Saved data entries

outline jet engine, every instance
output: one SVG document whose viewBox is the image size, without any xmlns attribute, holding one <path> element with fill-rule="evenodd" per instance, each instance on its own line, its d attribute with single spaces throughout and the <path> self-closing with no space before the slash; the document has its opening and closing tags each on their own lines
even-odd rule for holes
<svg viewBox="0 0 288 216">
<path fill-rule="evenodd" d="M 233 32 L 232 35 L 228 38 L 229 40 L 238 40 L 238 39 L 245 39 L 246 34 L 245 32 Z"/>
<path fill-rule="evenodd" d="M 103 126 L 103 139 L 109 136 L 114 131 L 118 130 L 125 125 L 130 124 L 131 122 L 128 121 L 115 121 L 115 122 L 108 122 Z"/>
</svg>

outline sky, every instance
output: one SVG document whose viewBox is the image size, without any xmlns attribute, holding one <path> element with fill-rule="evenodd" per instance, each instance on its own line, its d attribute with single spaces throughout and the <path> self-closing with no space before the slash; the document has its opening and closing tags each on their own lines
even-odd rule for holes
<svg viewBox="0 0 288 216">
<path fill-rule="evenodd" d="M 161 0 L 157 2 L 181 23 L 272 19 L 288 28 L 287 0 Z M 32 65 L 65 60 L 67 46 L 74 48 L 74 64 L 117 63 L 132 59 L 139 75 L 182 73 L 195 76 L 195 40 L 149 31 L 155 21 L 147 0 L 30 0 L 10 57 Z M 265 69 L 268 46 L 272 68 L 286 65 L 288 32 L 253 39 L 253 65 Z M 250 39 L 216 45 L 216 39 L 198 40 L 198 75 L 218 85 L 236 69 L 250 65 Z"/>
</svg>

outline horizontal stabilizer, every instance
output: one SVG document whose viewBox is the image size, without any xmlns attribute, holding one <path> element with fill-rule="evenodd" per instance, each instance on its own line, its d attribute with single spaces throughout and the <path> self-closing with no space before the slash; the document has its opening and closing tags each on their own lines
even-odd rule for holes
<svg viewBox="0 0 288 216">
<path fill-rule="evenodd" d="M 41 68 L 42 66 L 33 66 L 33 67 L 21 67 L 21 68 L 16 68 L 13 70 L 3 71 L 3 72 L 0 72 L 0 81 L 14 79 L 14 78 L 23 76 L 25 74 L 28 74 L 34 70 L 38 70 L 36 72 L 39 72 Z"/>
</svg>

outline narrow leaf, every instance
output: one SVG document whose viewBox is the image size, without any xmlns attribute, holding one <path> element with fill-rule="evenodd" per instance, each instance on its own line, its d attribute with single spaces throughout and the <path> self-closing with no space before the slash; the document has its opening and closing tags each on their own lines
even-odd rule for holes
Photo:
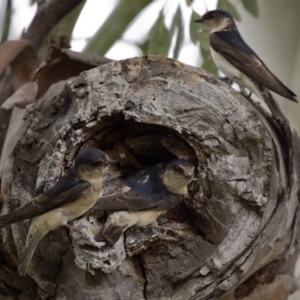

Exercise directions:
From the line that contains "outline narrow leaf, every instance" to the last line of the data, print each line exactly, both ends included, and omit the pictures.

Task result:
outline narrow leaf, every instance
output: one SVG document whose viewBox is the image size, without any xmlns attribute, holding one <path> element with fill-rule="evenodd" per instance, each instance on its own line, its d attribute with single spaces throughout and the <path> self-closing with no space before the slash; the document has its opening and closing tags each on their own lines
even-odd rule for holes
Photo:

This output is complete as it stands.